DATA PROVIDED
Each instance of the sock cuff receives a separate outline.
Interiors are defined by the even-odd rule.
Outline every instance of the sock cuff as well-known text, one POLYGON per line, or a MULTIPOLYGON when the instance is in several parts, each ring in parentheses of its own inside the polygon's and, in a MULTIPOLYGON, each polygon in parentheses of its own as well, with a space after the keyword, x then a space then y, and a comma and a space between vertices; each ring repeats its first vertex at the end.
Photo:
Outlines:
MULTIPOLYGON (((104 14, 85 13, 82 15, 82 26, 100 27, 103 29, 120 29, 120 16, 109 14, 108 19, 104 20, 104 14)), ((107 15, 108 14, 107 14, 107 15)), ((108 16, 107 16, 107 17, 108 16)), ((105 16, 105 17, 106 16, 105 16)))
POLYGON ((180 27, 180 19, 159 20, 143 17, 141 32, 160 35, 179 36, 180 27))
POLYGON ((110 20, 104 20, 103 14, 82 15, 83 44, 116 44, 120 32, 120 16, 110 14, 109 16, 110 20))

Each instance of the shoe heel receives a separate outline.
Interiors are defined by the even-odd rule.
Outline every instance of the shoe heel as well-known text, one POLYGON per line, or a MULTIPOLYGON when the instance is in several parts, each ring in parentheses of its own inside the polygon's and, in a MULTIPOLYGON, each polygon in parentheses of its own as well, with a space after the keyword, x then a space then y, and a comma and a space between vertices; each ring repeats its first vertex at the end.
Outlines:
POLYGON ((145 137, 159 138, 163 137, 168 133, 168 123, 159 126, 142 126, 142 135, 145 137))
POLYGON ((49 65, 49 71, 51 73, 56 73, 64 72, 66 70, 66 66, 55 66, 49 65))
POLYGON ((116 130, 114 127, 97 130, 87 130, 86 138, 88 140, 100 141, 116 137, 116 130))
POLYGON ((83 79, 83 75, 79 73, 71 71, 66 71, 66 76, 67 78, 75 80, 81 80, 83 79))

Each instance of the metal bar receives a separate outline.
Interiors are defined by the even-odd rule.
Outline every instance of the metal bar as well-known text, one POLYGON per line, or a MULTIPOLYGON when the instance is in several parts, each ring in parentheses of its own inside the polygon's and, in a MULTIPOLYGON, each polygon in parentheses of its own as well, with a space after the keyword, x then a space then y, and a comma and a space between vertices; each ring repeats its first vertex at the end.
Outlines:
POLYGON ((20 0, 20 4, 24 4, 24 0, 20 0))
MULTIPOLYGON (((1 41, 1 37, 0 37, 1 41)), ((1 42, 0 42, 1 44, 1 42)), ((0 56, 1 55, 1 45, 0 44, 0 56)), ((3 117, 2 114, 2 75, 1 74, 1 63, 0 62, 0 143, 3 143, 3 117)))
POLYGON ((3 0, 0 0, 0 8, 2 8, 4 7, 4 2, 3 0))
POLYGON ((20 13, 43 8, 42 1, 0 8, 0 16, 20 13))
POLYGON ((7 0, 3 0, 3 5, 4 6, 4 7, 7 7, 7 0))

SET PROBLEM
Please rewrite the items starting with the first line and going on through the line with "POLYGON ((83 79, 83", putting "boot heel" wherever "shoe heel" appears and changing nothing else.

FINISHED ANSWER
Each instance of the sock cuff receives a separate outline.
Interiors are defined by the even-odd rule.
Outline every instance of the sock cuff as well-known text, one POLYGON per line, or a MULTIPOLYGON when the instance is in several parts, each ring in parentheses of its own inside the polygon's and, in a MULTIPOLYGON, each polygon in parentheses of its own as well, with a space after the keyword, x then a space then y, and a comma and a space between vertices; each ring repeats its first vertex at the end.
Photo:
Outlines:
MULTIPOLYGON (((104 14, 85 13, 82 15, 82 26, 100 27, 103 29, 120 29, 120 16, 109 14, 108 19, 104 20, 104 14)), ((107 15, 108 14, 107 14, 107 15)), ((108 16, 107 16, 107 17, 108 16)), ((105 16, 105 17, 106 16, 105 16)))
POLYGON ((180 27, 180 19, 159 20, 143 17, 141 32, 160 35, 179 36, 180 27))
POLYGON ((110 20, 104 20, 103 14, 82 15, 83 44, 116 44, 120 32, 120 16, 110 14, 109 16, 110 20))

Each instance of the boot heel receives a separate outline.
Interiors are defined by the even-odd rule.
Outline every instance of the boot heel as well-known text, one POLYGON per line, or a MULTIPOLYGON when the instance is in several parts, each ring in parentheses of its own inside the polygon's and, in a MULTIPOLYGON, each polygon in parentheses of its own as well, with a space after the keyword, x then a space then y, and a comma and a space between vertices; each ring repeats its first vertex at the end.
Outlines:
POLYGON ((145 137, 159 138, 163 137, 168 133, 168 123, 159 126, 142 126, 142 135, 145 137))
POLYGON ((49 65, 49 71, 51 73, 56 73, 64 72, 66 70, 66 66, 55 66, 49 65))
POLYGON ((116 130, 114 127, 97 130, 87 130, 86 138, 88 140, 100 141, 116 137, 116 130))
POLYGON ((83 79, 83 75, 79 73, 71 71, 66 71, 66 76, 67 78, 75 80, 81 80, 83 79))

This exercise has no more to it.